EXERCISE TEXT section start

Collaborative Drill Alignment in Surgical Robotics
Daniel Larby, Joshua Kershaw, Matthew Allen, Fulvio Forni
TL;DR
The paper addresses the challenge of achieving precise drilling for transcondylar screw placement in veterinary surgery without patient-specific physical guides. It introduces a collaborative robotic system that uses a virtual drill guide implemented via a fast inner-loop virtual mechanism with nonlinear saturating springs and a slower outer-loop vision controller to align with the bone. The authors detail comprehensive calibration procedures (probe, drill tip/axis, bone, hand-eye) and demonstrate through 16 3D-printed bone trials that the system achieves translation comparable to PSGs and improved angular accuracy. The work suggests a practical, reusable alternative to PSGs with potential for minimally invasive, multi-hole drilling and real-time adaptation, while outlining safety, stability, and integration enhancements for future deployment.

EXERCISE TEXT section end
EXTRACTED ENTRIES section start

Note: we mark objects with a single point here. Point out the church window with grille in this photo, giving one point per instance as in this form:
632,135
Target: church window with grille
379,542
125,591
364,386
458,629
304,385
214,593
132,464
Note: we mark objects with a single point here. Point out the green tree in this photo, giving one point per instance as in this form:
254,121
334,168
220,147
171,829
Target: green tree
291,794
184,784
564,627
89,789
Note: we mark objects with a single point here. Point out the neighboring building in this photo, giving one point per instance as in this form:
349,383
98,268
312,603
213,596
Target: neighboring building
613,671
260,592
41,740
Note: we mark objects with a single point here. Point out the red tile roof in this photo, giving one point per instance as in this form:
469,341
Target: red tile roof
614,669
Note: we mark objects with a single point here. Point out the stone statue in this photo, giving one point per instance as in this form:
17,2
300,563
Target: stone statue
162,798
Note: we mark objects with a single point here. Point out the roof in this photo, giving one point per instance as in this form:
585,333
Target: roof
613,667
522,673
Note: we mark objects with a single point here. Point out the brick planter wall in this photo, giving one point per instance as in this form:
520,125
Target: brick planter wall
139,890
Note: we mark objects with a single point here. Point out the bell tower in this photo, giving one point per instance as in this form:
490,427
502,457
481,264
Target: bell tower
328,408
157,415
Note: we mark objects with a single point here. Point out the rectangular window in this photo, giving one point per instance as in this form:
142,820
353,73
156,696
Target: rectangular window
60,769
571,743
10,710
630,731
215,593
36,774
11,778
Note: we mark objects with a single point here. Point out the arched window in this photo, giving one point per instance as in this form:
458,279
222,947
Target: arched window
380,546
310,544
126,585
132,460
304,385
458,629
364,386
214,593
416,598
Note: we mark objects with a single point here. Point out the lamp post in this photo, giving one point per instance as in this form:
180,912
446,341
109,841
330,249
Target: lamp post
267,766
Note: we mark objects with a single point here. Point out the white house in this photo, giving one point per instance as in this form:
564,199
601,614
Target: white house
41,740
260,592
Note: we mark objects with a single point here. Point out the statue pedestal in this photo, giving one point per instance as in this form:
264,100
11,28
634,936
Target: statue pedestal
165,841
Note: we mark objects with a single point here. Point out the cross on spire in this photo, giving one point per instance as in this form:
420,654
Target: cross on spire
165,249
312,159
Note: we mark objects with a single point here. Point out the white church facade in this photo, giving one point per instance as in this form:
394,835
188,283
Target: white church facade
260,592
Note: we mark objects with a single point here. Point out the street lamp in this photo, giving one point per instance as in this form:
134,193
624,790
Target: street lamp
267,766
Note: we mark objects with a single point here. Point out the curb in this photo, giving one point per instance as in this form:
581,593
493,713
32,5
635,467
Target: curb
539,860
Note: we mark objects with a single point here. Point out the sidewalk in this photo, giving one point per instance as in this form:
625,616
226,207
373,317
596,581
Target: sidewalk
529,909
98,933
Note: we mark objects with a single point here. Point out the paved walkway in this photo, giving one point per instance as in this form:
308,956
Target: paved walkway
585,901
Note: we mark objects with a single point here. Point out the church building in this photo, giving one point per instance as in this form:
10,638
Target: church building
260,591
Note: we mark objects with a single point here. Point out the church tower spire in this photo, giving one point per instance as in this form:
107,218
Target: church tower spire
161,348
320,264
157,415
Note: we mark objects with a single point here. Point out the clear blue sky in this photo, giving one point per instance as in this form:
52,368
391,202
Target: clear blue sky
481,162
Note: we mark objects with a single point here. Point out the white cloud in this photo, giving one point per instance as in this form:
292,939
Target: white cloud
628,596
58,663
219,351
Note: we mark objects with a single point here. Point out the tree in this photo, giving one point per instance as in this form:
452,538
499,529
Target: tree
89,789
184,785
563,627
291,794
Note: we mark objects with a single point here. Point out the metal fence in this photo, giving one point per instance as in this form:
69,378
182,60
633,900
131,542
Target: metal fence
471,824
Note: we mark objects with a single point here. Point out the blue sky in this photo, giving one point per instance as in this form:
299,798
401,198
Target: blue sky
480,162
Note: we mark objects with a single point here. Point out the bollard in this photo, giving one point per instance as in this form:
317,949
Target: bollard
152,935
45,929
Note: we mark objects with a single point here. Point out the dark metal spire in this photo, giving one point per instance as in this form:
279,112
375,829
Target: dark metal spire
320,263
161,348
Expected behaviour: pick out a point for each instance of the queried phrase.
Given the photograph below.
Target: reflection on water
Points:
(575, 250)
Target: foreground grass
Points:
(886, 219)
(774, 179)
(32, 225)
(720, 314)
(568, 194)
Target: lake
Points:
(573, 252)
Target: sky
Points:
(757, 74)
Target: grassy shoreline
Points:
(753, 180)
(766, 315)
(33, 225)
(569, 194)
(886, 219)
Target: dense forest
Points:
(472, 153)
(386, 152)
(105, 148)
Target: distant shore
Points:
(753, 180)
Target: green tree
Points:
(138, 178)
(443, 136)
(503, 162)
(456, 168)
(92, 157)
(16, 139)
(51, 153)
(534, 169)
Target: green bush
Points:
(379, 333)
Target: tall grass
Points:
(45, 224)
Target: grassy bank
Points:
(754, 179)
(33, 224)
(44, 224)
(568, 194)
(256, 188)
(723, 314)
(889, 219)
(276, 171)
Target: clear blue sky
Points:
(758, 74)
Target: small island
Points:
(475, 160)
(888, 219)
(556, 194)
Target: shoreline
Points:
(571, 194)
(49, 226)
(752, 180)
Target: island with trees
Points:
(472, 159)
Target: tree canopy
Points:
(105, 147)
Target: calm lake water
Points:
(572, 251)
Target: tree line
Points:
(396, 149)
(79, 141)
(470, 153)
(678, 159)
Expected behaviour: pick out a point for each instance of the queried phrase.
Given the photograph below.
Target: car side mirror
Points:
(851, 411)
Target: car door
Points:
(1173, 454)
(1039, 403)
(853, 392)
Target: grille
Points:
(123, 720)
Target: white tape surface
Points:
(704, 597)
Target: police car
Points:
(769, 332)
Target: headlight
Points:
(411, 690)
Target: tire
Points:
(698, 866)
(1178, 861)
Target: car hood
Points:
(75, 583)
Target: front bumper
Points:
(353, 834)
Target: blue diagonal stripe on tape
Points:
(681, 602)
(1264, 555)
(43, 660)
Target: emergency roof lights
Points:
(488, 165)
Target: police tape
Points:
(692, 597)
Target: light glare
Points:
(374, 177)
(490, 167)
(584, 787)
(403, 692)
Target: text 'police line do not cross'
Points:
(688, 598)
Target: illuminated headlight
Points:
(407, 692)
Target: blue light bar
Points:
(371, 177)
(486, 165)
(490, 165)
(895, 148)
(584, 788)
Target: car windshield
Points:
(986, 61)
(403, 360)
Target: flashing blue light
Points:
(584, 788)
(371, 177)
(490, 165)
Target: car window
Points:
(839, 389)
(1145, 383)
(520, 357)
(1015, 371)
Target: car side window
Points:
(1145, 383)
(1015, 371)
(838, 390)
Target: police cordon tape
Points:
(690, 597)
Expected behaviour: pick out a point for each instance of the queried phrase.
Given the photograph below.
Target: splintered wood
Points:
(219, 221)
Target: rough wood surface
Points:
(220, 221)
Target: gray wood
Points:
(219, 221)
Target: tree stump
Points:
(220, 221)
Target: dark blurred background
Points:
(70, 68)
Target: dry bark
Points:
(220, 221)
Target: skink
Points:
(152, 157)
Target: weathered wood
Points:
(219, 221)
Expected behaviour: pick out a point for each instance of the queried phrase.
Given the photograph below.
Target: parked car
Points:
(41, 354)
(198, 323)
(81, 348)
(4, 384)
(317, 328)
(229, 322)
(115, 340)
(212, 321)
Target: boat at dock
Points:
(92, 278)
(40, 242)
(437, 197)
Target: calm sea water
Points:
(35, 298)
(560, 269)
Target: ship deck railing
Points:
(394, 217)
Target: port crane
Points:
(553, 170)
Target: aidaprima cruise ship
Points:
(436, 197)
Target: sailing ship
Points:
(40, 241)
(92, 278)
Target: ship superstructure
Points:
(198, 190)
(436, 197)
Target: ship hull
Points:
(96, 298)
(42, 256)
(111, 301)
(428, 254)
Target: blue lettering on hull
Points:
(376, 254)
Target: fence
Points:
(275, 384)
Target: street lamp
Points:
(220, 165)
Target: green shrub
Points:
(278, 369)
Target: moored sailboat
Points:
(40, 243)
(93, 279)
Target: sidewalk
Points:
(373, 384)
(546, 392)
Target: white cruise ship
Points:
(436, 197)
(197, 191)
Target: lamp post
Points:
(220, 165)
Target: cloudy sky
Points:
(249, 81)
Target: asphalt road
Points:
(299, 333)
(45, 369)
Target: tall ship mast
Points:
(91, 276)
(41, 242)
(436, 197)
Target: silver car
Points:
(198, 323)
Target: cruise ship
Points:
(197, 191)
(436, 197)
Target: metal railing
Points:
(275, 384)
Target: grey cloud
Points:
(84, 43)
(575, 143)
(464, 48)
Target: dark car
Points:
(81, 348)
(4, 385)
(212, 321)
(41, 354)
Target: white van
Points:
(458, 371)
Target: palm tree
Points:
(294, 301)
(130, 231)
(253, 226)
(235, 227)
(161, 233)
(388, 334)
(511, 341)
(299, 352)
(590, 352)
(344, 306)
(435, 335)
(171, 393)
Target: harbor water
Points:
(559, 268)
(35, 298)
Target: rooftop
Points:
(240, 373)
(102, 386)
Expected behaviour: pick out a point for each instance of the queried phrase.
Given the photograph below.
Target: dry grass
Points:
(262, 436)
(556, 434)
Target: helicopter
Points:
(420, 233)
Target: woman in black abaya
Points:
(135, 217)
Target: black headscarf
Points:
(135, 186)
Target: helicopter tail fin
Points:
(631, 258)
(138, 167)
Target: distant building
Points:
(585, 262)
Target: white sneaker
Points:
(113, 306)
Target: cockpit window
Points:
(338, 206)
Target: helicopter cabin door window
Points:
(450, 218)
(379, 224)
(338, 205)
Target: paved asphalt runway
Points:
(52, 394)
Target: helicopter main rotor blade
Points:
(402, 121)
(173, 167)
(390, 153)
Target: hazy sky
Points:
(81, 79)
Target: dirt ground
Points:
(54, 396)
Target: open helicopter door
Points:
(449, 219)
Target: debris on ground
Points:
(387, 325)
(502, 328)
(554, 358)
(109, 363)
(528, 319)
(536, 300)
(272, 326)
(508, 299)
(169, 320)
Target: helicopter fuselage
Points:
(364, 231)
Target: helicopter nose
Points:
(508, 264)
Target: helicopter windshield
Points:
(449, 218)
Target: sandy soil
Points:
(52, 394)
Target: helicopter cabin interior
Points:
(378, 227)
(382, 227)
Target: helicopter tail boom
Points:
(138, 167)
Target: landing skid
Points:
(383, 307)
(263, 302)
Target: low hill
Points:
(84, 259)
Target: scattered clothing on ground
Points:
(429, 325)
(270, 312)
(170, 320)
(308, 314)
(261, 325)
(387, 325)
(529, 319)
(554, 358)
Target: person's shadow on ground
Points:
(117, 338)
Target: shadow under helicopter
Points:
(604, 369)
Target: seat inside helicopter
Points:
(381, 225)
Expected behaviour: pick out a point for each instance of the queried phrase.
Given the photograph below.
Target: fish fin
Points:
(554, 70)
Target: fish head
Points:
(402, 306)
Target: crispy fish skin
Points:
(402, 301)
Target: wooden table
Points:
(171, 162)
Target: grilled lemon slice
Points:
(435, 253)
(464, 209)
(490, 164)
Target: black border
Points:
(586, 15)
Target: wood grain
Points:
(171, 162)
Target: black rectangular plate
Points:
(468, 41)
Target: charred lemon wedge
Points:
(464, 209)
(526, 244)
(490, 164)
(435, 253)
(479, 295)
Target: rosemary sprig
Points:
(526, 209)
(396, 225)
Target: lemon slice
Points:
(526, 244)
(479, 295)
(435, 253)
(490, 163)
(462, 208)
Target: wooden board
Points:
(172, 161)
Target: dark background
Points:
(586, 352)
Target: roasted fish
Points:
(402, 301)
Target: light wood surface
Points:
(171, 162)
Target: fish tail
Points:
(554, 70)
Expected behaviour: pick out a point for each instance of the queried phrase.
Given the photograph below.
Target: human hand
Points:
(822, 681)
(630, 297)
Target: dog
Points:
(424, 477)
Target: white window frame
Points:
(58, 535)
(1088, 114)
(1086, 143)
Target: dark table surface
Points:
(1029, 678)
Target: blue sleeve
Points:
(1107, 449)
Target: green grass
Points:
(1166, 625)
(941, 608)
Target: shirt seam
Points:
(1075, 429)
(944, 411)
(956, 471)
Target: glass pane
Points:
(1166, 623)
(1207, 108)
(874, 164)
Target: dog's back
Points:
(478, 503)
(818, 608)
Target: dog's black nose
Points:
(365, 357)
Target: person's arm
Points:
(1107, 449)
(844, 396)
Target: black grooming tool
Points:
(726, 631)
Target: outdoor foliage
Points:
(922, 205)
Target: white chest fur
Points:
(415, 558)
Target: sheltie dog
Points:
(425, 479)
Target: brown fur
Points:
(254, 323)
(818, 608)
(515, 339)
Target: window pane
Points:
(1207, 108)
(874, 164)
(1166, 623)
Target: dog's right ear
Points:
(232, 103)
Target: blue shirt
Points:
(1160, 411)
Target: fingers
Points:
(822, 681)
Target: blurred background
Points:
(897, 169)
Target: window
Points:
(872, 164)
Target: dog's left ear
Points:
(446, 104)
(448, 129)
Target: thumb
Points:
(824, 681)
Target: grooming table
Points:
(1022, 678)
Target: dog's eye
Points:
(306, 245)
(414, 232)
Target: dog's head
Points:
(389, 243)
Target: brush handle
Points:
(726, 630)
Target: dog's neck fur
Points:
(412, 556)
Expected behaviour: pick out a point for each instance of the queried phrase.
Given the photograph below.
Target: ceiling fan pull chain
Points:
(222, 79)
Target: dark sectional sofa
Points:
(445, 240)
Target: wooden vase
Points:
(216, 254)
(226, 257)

EXTRACTED ENTRIES section end

■ WORK REQUEST 1 ■
Decide whether each statement agrees with the surgical robotics summary, answering yes or no and quoting the words of the summary that settle it: (a) the system was tested in 16 trials on 3D-printed bones; (b) the system's angular accuracy was worse than that of PSGs; (c) the vision controller runs in the fast inner loop.
■ WORK REQUEST 2 ■
Give a continuation of the surgical robotics summary, starting after its final sentence.
The listing is separate material and is not part of the surgical robotics summary.

■ TASK RESULT 1 ■
(a) Yes: "demonstrate through 16 3D-printed bone trials"
(b) No: "improved angular accuracy"
(c) No: "a slower outer-loop vision controller"

■ TASK RESULT 2 ■
Abstract
Robotic assistance allows surgeries to be reliably and accurately executed while still under direct supervision of the surgeon, combining the strengths of robotic technology with the surgeon's expertise. This paper describes a robotic system designed to assist in surgical procedures by implementing a virtual drill guide. The system integrates virtual-fixture functionality using a novel virtual-mechanism controller with additional visual feedback. The controller constrains the tool to the desired axis, while allowing axial motion to remain under the surgeon's control. Compared to prior virtual-fixture approaches -- which primarily perform pure energy-shaping and damping injection with linear springs and dampers -- our controller uses a virtual prismatic joint to which the robot is constrained by nonlinear springs, allowing us to easily shape the dynamics of the system. We detail the calibration procedures required to achieve sufficient precision, and describe the implementation of the controller. We apply this system to a veterinary procedure: drilling for transcondylar screw placement in dogs. The results of the trials on 3D-printed bone models demonstrate sufficient precision to perform the procedure and suggest improved angular accuracy and reduced exit translation errors compared to patient specific guides (PSG). Discussion and future improvements follow.